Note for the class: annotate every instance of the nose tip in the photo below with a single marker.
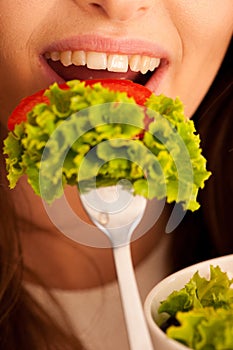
(121, 10)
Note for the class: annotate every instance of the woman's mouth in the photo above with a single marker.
(83, 65)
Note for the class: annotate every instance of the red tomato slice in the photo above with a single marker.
(19, 114)
(139, 92)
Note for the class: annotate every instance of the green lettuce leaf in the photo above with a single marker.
(91, 136)
(204, 311)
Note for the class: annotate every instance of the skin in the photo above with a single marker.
(193, 35)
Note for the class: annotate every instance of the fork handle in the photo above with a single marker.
(138, 333)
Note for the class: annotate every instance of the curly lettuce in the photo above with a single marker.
(91, 136)
(202, 312)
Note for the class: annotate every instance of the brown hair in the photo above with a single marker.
(208, 232)
(24, 324)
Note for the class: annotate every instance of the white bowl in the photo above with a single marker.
(173, 282)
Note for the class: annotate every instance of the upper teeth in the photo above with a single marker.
(101, 60)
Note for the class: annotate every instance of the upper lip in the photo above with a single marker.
(104, 44)
(111, 45)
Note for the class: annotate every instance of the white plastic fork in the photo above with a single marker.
(117, 212)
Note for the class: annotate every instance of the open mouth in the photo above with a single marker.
(83, 65)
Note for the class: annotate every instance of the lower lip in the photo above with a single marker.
(152, 84)
(155, 81)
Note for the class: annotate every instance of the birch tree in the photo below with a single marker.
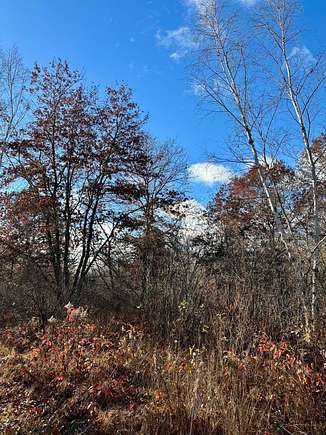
(249, 68)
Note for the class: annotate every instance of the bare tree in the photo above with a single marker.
(13, 106)
(300, 76)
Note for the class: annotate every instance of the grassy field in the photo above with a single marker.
(83, 378)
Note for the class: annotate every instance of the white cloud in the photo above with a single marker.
(248, 2)
(209, 173)
(181, 40)
(303, 55)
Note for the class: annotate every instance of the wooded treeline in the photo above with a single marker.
(92, 207)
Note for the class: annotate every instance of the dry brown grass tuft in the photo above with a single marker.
(76, 378)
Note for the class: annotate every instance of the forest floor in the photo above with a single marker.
(83, 378)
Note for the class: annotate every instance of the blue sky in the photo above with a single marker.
(114, 40)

+===+

Your goal: Write out all the rows above again, changing "single marker" to "single dot" and leaving everything else unchanged. Don't include the pictures.

Complete response:
Note for the class: annotate every instance of the nose tip in the photo below with a single dot.
(121, 10)
Note for the class: annotate every instance of the woman's mouth in the photo above with a single dot.
(83, 65)
Note for the class: annotate every instance of the red tomato slice in the photo above with a single dot.
(19, 114)
(139, 92)
Note for the class: annotate every instance of the green lettuce leaf in the photo above with a single dot.
(91, 136)
(204, 311)
Note for the class: annotate every instance of the skin in the photo above with a single dot.
(193, 35)
Note for the class: annotate every instance of the fork handle in the photo above with a single dot.
(138, 333)
Note for the class: annotate every instance of the curly lettuce in the photo above with a single dot.
(91, 136)
(202, 312)
Note for the class: annotate every instance of the brown hair in the photo above with a single dot.
(208, 232)
(24, 324)
Note for the class: annotate every instance of the white bowl in the photo above with a single dot.
(173, 282)
Note for the class: annotate every instance of the upper teeth in the photo above with a single dot.
(101, 60)
Note for the class: annotate every instance of the upper lip in the photo above with a single dot.
(104, 44)
(111, 45)
Note for the class: annotate every instance of the white plastic fork in the photo above with a single dot.
(117, 212)
Note for the class: annotate every instance of the open mouth in the photo above with a single dot.
(83, 65)
Note for the class: annotate every instance of the lower lip in the photo above with a single dot.
(152, 84)
(155, 81)
Note for the class: annotate every instance of the birch tree in the photo below with a single dot.
(249, 68)
Note for the class: annotate every instance of the bare tree in the photo above with a single dot.
(13, 106)
(300, 76)
Note for the class: annotate every instance of the grassy field in the photo above with a single dot.
(83, 378)
Note for the class: annotate every instance of the white cloud in the photo above with a single dot.
(248, 2)
(209, 173)
(181, 40)
(303, 55)
Note for the class: annotate every instance of the wooded treeline in the photo above with a single dot.
(92, 207)
Note for the class: annotate every instance of the dry brown grass tuft in the photo above with a single dot.
(76, 378)
Note for the class: annotate every instance of the forest floor in the photo above with a single dot.
(83, 378)
Note for the class: annotate every instance of the blue sky in the photo above with a single dot.
(114, 40)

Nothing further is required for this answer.